-- Text section follows --

Go out to lunch with your drama-addicted friend, and you may find a pleasant meal transformed into a nightmare as she demands to see the manager to complain about a perceived slight by the waiter. Her home life is typically a mess, and as her friend, you're expected to bear the brunt of her complaining. While there's something to be said for loyalty in friendship, in this case, detaching yourself from the drama may be for the best.
Limit Your Time
Talking to your friend after the 20th time she's broken up with her boyfriend is not only draining, but exasperating. The next time the phone rings and she's off and running about his latest romantic wrongdoing, let her know that you can talk for five minutes and then get off the phone. Chances are, if she can't spend the next two hours complaining to you about the situation she refuses to fix, she'll find someone else to be a sounding board or perhaps she will consider changing her lifestyle. By not being available, you're refusing to feed the drama addiction.
Avoid Being a Therapist
Don't fall victim to the idea that you can help your drama-addicted friend change her life, advises psychologist Sherrie Bourg Carter in a March 2012 article in "Psychology Today." Expect your friend to put up resistance to any attempt you make to help with his problem. If you do succeed, don't be surprised if he creates a new crisis for you to become involved in, Carter says. Be supportive by letting your friend know that you are confident that he has the inner fortitude and skills to solve the problem, and that you know he'll make it.
Set Healthy Boundaries
Setting healthy boundaries will help keep you from feeling as though you're playing a starring role in your friend's dysfunctional soap opera. When she asks you to be the go-between in a conflict or wants to move in until she finds another apartment after an eviction, just say no. You're not being a bad friend when you do so. Instead, you are protecting your ability to have a healthy life free from the consequences of another person's drama-filled lifestyle.
End the Friendship
If being around your friend always drains you, or he is unhappy about your attempts to set limits on the amount of drama he brings to your life, it may be time to end the friendship. When your friendship has fallen into an enduring pattern of negativity, there is little possibility of being able to effect true change in the relationship, says author and friendship expert Irene Levine on her website TheFriendshipBlog.com. Sadly, some people have needs that can never be met, no matter how hard you try.

-- Text section concluded --
-- Data shown follows --

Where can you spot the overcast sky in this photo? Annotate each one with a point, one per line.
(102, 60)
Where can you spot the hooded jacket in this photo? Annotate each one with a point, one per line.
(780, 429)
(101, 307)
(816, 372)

-- Data shown concluded --

Task requirements >>
Repeat the passage of the article on drama-addicted friends that starts with "Avoid Being a" and ends with "he'll make it.", switching "resistance" to "opposition".

Answer to the problem >>
Avoid Being a Therapist
Don't fall victim to the idea that you can help your drama-addicted friend change her life, advises psychologist Sherrie Bourg Carter in a March 2012 article in "Psychology Today." Expect your friend to put up opposition to any attempt you make to help with his problem. If you do succeed, don't be surprised if he creates a new crisis for you to become involved in, Carter says. Be supportive by letting your friend know that you are confident that he has the inner fortitude and skills to solve the problem, and that you know he'll make it.